PASSAGE –
....................

Infrastructure design question

Hi all,

I'd like to get some advice regarding infrastructure design. My company is thinking moving onto ESXi environment from Xen and I am currently drawing a infrastructure design but would like to get some advice. I have drawn the following diagram that shows a physical connection between two data centres.

layer1.png

My idea is:

  1. VMs should be able to get live migrated if required. This includes internet connectivity. For example, a VM running on ESXi1 in DC A has public IP address. And if it moves to DC B, I don't need to change its IP address at all and internet connectivity should still work.
  2. A separate network for VM migration and VM storage (Red - 10G). All other traffics, e.g. private network traffic between VMs, cluster traffic between ESXi hosts use different network (Green - not 10G).
  3. VMs can be distributed on both data centres' ESXi hosts but their disks are all in one storage (Storage 1) and each VMs backup is stored into other data centre storage (Storage 2) or the whole storage itself is replicated.

I was thinking those three things as main factors so far. My question is:

  1. Assuming that all routing is sorted, will the above diagram work? I've tested with other product (Proxmox) internally (not on DC) and confirmed the concept is working. So, I guess it would in VMware as well?

....................

TO DO – Reproduce everything in the infrastructure design post from "Infrastructure design question" down to "should still work.", word for word.

DATA SECTION –
....................

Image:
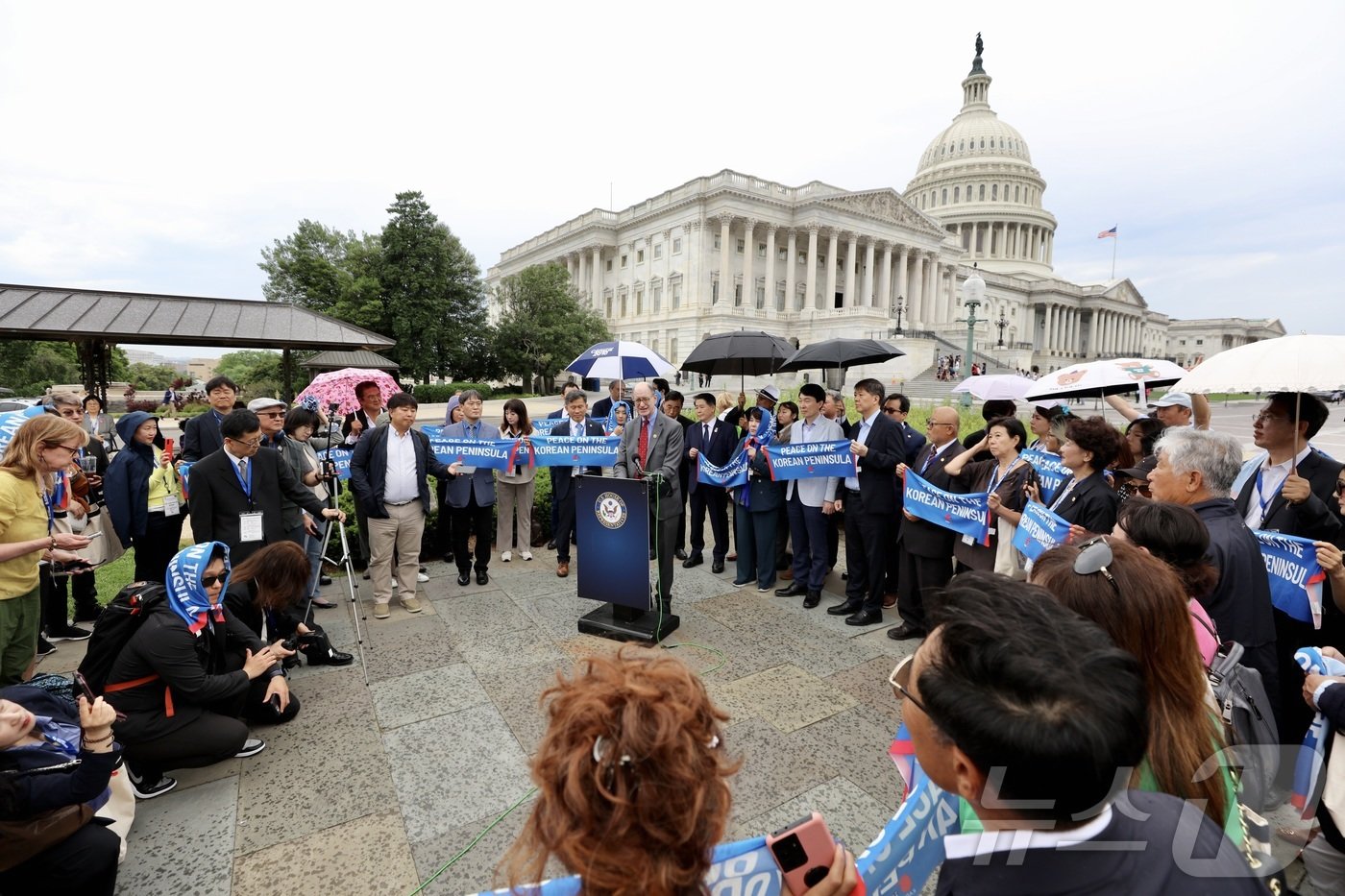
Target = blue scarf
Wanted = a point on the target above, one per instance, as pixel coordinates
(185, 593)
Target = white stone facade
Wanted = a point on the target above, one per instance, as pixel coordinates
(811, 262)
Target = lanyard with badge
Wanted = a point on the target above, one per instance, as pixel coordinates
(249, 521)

....................

SOLUTION TO THIS TASK –
Infrastructure design question

Hi all,

I'd like to get some advice regarding infrastructure design. My company is thinking moving onto ESXi environment from Xen and I am currently drawing a infrastructure design but would like to get some advice. I have drawn the following diagram that shows a physical connection between two data centres.

layer1.png

My idea is:

  1. VMs should be able to get live migrated if required. This includes internet connectivity. For example, a VM running on ESXi1 in DC A has public IP address. And if it moves to DC B, I don't need to change its IP address at all and internet connectivity should still work.